▶ [The problem]
Convert the entries below into a JSON list of strings, one string for each line, leaving out any blank lines.

▶ [Input for this task]
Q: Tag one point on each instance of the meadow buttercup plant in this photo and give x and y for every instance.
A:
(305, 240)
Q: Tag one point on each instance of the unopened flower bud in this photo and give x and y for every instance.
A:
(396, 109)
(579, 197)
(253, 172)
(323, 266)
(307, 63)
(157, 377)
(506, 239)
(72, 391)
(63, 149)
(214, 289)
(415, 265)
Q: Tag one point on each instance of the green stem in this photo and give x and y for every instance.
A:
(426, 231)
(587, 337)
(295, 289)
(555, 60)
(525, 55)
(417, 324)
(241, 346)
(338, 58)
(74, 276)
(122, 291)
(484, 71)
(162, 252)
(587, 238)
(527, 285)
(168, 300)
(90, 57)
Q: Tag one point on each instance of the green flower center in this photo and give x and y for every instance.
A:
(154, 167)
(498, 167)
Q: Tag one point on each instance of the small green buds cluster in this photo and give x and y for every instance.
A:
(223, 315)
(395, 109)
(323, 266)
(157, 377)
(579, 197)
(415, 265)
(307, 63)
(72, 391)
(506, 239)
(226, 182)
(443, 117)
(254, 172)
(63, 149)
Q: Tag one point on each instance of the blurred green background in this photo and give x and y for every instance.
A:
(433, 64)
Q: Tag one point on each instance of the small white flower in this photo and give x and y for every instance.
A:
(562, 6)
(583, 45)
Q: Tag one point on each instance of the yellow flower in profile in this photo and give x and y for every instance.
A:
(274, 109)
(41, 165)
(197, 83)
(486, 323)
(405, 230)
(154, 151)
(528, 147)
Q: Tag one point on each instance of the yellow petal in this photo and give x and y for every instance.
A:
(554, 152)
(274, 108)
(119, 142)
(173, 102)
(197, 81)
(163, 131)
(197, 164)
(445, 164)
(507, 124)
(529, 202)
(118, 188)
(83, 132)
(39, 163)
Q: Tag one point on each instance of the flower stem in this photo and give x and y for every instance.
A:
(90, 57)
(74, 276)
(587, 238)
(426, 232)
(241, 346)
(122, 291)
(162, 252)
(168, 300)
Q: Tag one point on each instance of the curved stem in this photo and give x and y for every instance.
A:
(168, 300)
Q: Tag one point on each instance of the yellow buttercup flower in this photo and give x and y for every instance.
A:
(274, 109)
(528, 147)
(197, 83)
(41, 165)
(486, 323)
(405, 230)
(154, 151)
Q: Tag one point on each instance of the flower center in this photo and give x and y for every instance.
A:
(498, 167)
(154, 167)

▶ [Solution for this problem]
[
  "Q: Tag one point on each instance of the meadow buttercup plant in this photo and give x and y for every instance.",
  "A:",
  "(305, 240)",
  "Q: Tag one point on each instance of the unopened flower bud in this photo and give x and y for every instance.",
  "A:",
  "(396, 109)",
  "(579, 197)",
  "(253, 172)",
  "(323, 266)",
  "(307, 63)",
  "(157, 377)",
  "(506, 239)",
  "(72, 391)",
  "(63, 149)",
  "(214, 289)",
  "(415, 265)",
  "Q: Tag one point on each instance of the green stem in this photo and give x and y for every instance.",
  "A:",
  "(426, 231)",
  "(587, 337)",
  "(295, 289)",
  "(555, 60)",
  "(525, 55)",
  "(417, 324)",
  "(241, 346)",
  "(338, 58)",
  "(74, 276)",
  "(122, 291)",
  "(484, 71)",
  "(162, 252)",
  "(587, 238)",
  "(527, 285)",
  "(168, 300)",
  "(90, 57)",
  "Q: Tag one point on each instance of the green flower center in this photo and give x and y for every instance.",
  "A:",
  "(154, 167)",
  "(498, 167)",
  "Q: Tag one point on each instance of the small green buds cluster in this photo and give x and y for every instance.",
  "A:",
  "(223, 315)",
  "(395, 109)",
  "(323, 266)",
  "(157, 377)",
  "(579, 197)",
  "(415, 265)",
  "(307, 63)",
  "(72, 391)",
  "(506, 239)",
  "(226, 182)",
  "(443, 117)",
  "(254, 172)",
  "(63, 149)",
  "Q: Tag one point on each instance of the blurred green background in this photo and give x and y for every instance.",
  "A:",
  "(433, 64)",
  "Q: Tag one point on each instance of the small white flower in this photo and give x and y for every instance.",
  "A:",
  "(562, 6)",
  "(583, 45)",
  "Q: Tag one point on each instance of the yellow flower in profile in this photo and give x and y for every instance.",
  "A:",
  "(274, 109)",
  "(41, 165)",
  "(197, 83)",
  "(486, 323)",
  "(405, 230)",
  "(154, 151)",
  "(528, 147)",
  "Q: Tag one point on each instance of the yellow petal in this photo and give x and y for every instance.",
  "A:",
  "(554, 152)",
  "(274, 108)",
  "(119, 142)",
  "(173, 102)",
  "(197, 81)",
  "(163, 131)",
  "(197, 164)",
  "(445, 164)",
  "(507, 124)",
  "(529, 202)",
  "(118, 188)",
  "(83, 132)",
  "(39, 163)",
  "Q: Tag one point on each instance of the flower stem in this photo and give x and y for every instance.",
  "A:",
  "(90, 57)",
  "(74, 276)",
  "(587, 238)",
  "(426, 232)",
  "(241, 346)",
  "(122, 291)",
  "(162, 252)",
  "(168, 300)",
  "Q: Tag one point on each instance of the curved stem in this photo and give x and y for every instance.",
  "A:",
  "(168, 300)",
  "Q: Tag one point on each instance of the yellow buttercup flower in this photo and give x and y for every instance.",
  "A:",
  "(274, 109)",
  "(528, 147)",
  "(197, 83)",
  "(41, 165)",
  "(486, 323)",
  "(405, 230)",
  "(154, 151)",
  "Q: Tag one point on each instance of the flower center in this photo and give x and y for every instance.",
  "A:",
  "(498, 167)",
  "(154, 167)"
]